The task - Locate every line in the items below that contains the word "blue" and copy each one. Capitalization must match.

Stored records -
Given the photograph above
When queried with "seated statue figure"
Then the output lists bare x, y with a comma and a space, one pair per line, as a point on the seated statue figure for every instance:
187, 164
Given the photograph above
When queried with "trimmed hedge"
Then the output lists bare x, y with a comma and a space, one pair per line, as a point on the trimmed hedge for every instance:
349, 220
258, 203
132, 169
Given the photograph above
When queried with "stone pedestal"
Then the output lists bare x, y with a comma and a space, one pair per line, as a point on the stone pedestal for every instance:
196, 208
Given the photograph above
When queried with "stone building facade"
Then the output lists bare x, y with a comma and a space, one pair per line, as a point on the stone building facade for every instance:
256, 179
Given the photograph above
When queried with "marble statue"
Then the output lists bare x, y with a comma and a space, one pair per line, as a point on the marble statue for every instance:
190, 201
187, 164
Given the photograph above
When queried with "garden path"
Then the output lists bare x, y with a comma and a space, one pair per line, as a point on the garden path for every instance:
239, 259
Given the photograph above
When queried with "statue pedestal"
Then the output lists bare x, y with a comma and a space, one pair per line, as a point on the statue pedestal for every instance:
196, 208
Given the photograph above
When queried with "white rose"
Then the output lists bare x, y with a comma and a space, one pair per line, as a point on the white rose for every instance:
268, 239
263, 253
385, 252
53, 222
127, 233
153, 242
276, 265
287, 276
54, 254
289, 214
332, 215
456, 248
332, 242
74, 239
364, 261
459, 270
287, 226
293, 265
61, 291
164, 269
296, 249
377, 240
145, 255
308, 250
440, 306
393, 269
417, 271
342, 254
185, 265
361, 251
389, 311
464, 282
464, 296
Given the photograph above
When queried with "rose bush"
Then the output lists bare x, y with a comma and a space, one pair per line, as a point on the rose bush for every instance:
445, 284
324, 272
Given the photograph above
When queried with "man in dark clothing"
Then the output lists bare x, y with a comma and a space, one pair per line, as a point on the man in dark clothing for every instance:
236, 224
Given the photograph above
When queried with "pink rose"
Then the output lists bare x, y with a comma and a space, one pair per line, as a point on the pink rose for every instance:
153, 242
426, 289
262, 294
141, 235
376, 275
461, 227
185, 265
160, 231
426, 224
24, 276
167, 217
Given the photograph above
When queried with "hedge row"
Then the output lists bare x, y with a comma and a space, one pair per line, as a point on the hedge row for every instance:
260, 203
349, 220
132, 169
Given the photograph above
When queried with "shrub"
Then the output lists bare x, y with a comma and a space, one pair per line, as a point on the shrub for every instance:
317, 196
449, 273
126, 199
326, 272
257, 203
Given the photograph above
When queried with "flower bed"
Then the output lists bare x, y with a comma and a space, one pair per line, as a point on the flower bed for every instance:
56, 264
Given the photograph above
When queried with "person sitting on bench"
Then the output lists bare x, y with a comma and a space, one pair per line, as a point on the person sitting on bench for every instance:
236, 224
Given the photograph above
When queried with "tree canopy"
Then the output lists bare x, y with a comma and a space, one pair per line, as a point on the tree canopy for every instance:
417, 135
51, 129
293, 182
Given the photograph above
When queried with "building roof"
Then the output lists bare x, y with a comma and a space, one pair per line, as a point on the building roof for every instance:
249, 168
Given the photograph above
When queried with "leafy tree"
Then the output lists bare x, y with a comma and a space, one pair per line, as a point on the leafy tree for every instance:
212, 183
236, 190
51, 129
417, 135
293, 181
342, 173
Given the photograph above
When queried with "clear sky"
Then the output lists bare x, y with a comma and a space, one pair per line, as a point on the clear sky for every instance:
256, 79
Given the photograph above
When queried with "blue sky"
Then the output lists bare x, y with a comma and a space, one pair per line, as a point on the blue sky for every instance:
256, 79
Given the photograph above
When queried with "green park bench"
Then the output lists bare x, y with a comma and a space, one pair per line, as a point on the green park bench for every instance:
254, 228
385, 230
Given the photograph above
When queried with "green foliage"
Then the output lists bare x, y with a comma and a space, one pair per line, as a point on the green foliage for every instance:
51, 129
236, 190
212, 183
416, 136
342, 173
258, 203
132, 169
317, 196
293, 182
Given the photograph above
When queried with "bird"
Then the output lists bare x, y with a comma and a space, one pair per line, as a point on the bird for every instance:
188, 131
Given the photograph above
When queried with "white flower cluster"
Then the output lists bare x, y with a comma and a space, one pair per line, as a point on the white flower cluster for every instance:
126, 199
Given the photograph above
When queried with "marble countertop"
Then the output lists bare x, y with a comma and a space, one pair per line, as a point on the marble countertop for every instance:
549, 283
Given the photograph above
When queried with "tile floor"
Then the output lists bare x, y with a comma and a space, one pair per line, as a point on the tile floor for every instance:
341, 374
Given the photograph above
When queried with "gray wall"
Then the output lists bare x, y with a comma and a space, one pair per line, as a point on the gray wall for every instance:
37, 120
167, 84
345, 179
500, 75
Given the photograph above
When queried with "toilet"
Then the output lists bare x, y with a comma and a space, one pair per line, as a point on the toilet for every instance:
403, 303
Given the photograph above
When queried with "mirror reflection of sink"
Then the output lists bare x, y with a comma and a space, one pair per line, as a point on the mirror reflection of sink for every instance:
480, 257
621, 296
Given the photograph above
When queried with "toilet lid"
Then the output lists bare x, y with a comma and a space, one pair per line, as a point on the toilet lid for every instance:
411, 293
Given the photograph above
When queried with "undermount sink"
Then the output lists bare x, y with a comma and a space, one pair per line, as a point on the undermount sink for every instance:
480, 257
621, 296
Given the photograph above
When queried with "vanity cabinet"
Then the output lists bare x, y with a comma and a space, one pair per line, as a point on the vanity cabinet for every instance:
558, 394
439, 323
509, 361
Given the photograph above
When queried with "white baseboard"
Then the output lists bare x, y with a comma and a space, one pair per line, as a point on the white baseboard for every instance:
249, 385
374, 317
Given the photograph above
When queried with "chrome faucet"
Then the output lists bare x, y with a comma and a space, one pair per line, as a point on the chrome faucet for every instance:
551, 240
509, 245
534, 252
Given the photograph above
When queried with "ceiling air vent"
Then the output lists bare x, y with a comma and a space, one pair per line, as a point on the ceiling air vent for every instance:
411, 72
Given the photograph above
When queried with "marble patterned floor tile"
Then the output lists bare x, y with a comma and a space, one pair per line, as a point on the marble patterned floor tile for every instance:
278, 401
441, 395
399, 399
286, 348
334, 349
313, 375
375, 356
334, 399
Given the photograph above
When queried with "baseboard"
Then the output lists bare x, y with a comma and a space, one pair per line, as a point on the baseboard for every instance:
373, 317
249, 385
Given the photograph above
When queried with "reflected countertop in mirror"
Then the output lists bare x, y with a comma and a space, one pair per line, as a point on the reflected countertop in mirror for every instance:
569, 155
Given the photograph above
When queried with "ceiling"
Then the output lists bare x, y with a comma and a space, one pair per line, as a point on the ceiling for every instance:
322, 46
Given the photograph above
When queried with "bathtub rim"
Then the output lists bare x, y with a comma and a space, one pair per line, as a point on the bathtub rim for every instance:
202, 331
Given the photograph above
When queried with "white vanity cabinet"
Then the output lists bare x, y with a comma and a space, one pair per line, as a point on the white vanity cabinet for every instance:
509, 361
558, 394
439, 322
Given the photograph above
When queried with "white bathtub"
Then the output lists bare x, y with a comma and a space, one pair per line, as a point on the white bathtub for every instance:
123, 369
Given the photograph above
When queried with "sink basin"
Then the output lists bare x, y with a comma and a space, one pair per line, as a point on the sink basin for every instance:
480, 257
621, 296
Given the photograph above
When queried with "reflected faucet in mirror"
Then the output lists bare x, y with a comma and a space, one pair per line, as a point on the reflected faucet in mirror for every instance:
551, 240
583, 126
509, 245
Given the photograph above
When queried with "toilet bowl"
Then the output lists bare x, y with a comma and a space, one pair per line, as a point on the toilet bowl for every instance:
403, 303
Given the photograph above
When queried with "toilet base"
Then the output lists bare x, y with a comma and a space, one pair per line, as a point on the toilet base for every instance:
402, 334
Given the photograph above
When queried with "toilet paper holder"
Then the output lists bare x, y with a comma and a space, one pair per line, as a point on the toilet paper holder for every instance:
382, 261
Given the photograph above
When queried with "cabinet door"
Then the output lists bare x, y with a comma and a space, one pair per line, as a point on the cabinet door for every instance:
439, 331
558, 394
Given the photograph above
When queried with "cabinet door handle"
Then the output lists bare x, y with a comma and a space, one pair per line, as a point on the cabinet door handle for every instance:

Worked solution -
When queried with "blue sky"
Then the output lists bare x, y with a comma and a space, one pair per line, as a point on the blue sky for every instance:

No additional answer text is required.